**PROBLEMS TO SOLVE:**
1. According to the zoo staffing description, how many keepers work on elephants on an average day?
2. Summarize the zoo staffing description in two sentences.

Another is a medium-large facility, mixed collection roughly half mammals, 1/4 birds, and 1/4 herps. Year round animal care staff is generally in the low 20's, with 3-5 education staff. During the on-season there is a number of seasonal's hired on, generally around another 8-10 animal care hires and 10-15 education hires. For specifically animal care, there are usually around 15 or so people on a day. There are a number of shifts per day. On average its 4 on elephants, 2 on carnivores, 1 on birds of prey, 2-3 on marine mammals, 1 on hoofstock, and the remaining seven or so working with the other birds, smaller mammals, reptiles, and commissary. There are also "unassigned" positions, these keepers will work wherever keepers are needed (often times this shift is very useful for getting exhibit work done). During the on season add another 3-4 a day working with the program and contact animals. Many of the staff are cross trained in different areas, some areas being more "exclusive" than others, and generally staff will work between 2 and three different areas in a week. Keeper staff are generally at the zoo between 7 am and 10 pm. The bulk of the heavy work (so feeding and cleaning) is done in the mornings, then after 1:00ish most of the work is training and more specialized tasks. Daytime staff start heading out between 3 and 5, and are replaced by a smaller amount of night keepers, who stay until 8-10 pm. These keepers do mainly food prep for all the animals in the evening, as well as feeding out PM diets and meds, and sometimes some training and cleaning, as well as patrolling the grounds. After 10 or so the night keepers are replaced by a security team that patrols the grounds until keepers arrive the next morning.

Dataset entries:
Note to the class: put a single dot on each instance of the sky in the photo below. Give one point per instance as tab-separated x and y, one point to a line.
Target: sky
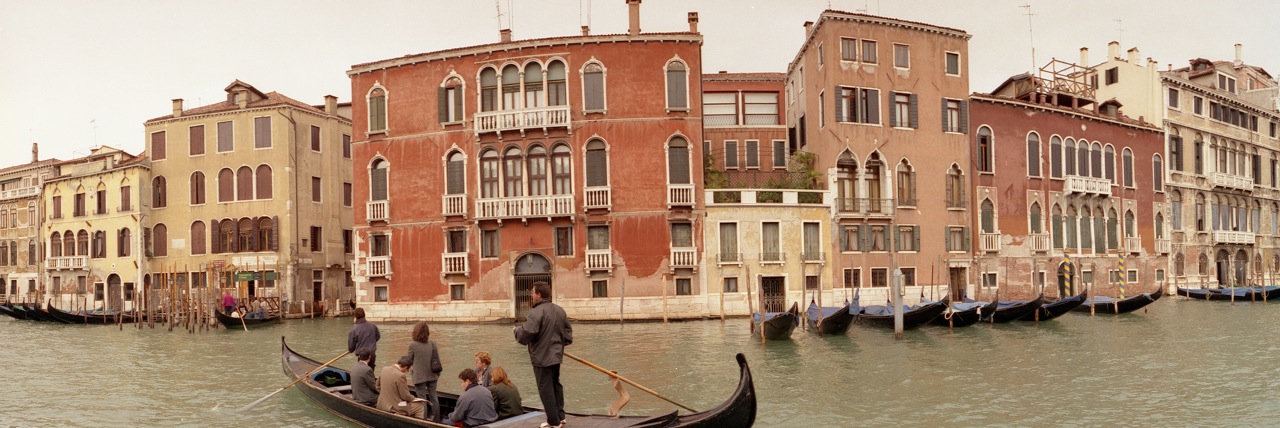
81	73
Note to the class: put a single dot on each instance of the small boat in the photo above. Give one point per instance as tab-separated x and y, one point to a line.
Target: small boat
913	317
778	326
246	322
1055	309
964	313
1013	309
330	388
832	321
1111	305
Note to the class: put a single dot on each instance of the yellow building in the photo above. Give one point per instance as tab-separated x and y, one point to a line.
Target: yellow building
252	195
92	217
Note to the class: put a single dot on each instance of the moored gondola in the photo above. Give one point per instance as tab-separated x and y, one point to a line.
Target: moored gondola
913	317
1111	305
334	396
778	326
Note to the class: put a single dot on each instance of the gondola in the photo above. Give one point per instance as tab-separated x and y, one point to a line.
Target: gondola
334	395
832	321
913	317
242	323
1010	310
965	313
1111	305
778	326
1055	309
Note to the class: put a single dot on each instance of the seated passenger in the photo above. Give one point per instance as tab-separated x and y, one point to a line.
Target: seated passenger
364	385
506	396
475	404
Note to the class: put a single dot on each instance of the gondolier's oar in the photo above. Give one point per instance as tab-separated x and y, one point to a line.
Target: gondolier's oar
246	408
627	381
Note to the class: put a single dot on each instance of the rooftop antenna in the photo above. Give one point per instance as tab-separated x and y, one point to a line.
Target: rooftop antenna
1031	32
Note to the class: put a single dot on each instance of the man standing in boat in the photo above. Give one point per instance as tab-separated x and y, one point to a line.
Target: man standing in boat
547	332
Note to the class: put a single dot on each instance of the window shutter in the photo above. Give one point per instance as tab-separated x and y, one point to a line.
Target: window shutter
442	104
915	118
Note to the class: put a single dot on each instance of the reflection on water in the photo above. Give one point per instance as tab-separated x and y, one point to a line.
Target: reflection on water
1183	363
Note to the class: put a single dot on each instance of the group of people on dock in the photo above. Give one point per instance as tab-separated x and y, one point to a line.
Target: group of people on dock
488	395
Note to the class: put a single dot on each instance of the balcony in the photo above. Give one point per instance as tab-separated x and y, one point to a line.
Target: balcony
376	212
69	263
1233	237
598	197
680	195
684	258
522	119
990	242
1087	185
453	205
525	206
599	260
455	263
1228	181
378	267
19	192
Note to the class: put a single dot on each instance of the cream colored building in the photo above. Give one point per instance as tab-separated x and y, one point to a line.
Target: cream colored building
252	194
92	217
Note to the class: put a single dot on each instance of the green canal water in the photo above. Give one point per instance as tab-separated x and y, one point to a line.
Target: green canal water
1182	363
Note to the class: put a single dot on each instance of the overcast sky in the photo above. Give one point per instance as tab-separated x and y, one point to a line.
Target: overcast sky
78	73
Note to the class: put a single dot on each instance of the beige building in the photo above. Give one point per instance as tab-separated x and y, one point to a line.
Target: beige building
92	218
19	228
252	194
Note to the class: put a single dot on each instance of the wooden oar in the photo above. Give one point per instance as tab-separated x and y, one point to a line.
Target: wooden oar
246	408
627	381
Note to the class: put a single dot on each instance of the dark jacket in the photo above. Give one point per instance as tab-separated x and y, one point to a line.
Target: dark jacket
506	400
474	408
364	385
364	335
547	332
425	358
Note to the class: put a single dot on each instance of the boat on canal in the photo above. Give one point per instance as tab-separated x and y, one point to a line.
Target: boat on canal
330	388
1111	305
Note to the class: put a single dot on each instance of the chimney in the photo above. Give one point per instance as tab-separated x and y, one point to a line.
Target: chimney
634	17
330	105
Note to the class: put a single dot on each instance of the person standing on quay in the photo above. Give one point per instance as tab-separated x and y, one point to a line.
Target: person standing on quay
364	336
547	332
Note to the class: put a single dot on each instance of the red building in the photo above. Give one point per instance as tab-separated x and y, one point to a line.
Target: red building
1059	174
568	159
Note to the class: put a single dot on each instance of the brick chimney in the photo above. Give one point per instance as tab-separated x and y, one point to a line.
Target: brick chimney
634	17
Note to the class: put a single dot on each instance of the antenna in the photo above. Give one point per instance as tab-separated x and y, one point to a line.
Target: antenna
1031	33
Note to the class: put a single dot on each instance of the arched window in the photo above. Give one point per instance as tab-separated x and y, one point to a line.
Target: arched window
243	183
536	171
159	191
677	162
512	173
1033	154
986	150
489	174
159	241
197	237
677	86
197	189
263	181
225	185
562	168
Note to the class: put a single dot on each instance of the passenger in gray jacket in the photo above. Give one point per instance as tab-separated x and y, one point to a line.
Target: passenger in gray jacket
547	332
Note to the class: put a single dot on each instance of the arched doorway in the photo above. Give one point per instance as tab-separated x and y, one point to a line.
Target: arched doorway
530	268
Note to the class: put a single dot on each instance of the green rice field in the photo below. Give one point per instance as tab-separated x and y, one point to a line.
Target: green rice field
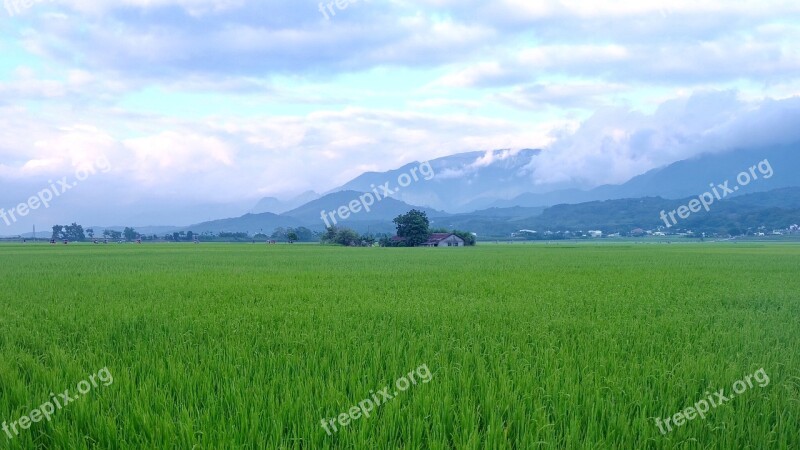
227	346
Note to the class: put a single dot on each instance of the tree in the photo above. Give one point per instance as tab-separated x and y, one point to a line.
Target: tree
413	226
469	238
304	234
130	234
58	232
74	232
341	236
347	237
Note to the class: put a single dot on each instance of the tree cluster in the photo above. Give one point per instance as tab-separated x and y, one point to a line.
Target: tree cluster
346	237
72	232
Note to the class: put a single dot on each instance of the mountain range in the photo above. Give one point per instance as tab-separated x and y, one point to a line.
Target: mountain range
492	194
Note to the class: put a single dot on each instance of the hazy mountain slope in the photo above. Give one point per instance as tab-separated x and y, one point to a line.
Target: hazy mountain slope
384	210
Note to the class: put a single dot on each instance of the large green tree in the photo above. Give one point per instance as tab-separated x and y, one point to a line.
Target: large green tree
414	226
130	234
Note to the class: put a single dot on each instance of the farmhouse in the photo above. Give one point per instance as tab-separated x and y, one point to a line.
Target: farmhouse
443	240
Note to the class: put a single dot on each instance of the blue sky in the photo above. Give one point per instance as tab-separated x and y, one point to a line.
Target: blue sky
226	101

**OUTPUTS:**
1. Four keepers.

2. The facility is a medium-large zoo with a mixed collection, a year-round animal care staff in the low 20s plus 3-5 education staff, and extra seasonal hires in the on-season, with around 15 animal care staff working on a typical day across several areas. Keepers do feeding and cleaning in the mornings and training and specialized tasks after about 1:00, night keepers handle evening food prep, PM diets, and meds until 8-10 pm, and after that a security team patrols the grounds until morning.